• Given data:
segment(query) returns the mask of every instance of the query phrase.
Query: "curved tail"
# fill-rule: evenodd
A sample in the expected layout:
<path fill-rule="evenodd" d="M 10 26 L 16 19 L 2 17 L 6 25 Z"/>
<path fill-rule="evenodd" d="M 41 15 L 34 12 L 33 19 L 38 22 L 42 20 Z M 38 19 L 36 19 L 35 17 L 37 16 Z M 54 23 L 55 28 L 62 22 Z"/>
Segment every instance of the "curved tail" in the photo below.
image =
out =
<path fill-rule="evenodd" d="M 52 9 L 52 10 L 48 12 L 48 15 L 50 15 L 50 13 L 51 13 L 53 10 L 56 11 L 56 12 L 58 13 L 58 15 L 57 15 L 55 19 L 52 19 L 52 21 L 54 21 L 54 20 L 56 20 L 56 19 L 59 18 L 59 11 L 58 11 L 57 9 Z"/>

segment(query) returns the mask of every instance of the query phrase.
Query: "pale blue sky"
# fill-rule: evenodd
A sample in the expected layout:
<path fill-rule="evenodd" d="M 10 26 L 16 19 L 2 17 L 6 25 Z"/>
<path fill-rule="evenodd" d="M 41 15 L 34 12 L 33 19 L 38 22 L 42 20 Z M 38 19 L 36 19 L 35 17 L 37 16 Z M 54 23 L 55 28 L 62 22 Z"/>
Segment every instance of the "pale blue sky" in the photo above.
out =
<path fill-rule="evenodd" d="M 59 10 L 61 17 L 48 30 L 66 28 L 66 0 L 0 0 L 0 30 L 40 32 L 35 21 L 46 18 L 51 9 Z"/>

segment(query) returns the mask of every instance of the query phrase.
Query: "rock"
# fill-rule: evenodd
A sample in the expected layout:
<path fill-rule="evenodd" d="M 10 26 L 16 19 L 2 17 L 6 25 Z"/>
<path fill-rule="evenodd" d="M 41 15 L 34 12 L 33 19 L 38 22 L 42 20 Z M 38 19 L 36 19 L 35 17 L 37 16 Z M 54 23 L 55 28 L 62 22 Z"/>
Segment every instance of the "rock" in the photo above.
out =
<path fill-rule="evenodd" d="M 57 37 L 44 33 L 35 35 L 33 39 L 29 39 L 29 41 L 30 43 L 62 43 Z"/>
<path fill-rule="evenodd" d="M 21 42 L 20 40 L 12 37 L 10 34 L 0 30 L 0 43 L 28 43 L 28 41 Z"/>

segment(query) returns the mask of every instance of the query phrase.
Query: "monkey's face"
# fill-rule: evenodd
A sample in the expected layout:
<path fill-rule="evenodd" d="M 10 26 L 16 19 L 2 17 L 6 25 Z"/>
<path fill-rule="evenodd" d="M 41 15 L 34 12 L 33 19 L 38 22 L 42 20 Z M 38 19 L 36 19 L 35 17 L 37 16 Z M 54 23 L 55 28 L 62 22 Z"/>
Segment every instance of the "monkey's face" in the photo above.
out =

• Written exercise: Rewrite all of the lines above, replacing "expected layout" with "required format" everywhere it appears and keeping everything else the same.

• The response:
segment(query) returns the mask of every instance of the query phrase.
Query: "curved tail"
# fill-rule: evenodd
A sample in the required format:
<path fill-rule="evenodd" d="M 10 26 L 16 19 L 2 17 L 6 25 Z"/>
<path fill-rule="evenodd" d="M 41 15 L 34 12 L 33 19 L 38 22 L 42 20 Z M 38 19 L 36 19 L 35 17 L 37 16 Z M 54 23 L 55 28 L 62 22 Z"/>
Segment every instance of the "curved tail" in the photo below.
image =
out =
<path fill-rule="evenodd" d="M 52 9 L 52 10 L 48 12 L 48 15 L 50 15 L 50 13 L 51 13 L 53 10 L 56 11 L 56 12 L 58 13 L 58 15 L 57 15 L 55 19 L 52 19 L 52 21 L 54 21 L 54 20 L 56 20 L 56 19 L 59 18 L 59 11 L 58 11 L 57 9 Z"/>

segment(query) returns the mask of every instance of the query phrase.
Query: "pale blue sky"
# fill-rule: evenodd
A sample in the required format:
<path fill-rule="evenodd" d="M 10 26 L 16 19 L 2 17 L 6 25 Z"/>
<path fill-rule="evenodd" d="M 41 15 L 34 12 L 33 19 L 38 22 L 42 20 Z M 38 19 L 36 19 L 35 17 L 37 16 Z M 54 23 L 55 28 L 62 22 Z"/>
Segment every instance of the "pale blue sky" in the photo above.
out =
<path fill-rule="evenodd" d="M 59 10 L 61 17 L 48 30 L 66 28 L 66 0 L 0 0 L 0 30 L 40 32 L 35 21 L 46 18 L 51 9 Z"/>

segment(query) returns the mask of every instance of the query phrase.
Query: "rock"
# fill-rule: evenodd
A sample in the required format:
<path fill-rule="evenodd" d="M 10 26 L 16 19 L 2 17 L 6 25 Z"/>
<path fill-rule="evenodd" d="M 41 15 L 34 12 L 33 19 L 38 22 L 42 20 Z M 38 19 L 36 19 L 35 17 L 37 16 Z M 54 23 L 55 28 L 62 22 Z"/>
Segment every instance of the "rock" in the photo above.
out =
<path fill-rule="evenodd" d="M 57 37 L 44 33 L 35 35 L 33 39 L 29 39 L 29 41 L 30 43 L 62 43 Z"/>
<path fill-rule="evenodd" d="M 21 42 L 20 40 L 12 37 L 10 34 L 0 30 L 0 43 L 28 43 L 28 41 Z"/>

segment(query) returns the mask of every instance of the query phrase.
Query: "monkey's face"
# fill-rule: evenodd
A sample in the required format:
<path fill-rule="evenodd" d="M 10 26 L 16 19 L 2 17 L 6 25 Z"/>
<path fill-rule="evenodd" d="M 41 15 L 34 12 L 33 19 L 38 22 L 42 20 Z M 38 19 L 36 19 L 35 17 L 37 16 Z M 54 23 L 55 28 L 62 22 Z"/>
Segment every instance of the "monkey's face" in the photo above.
out =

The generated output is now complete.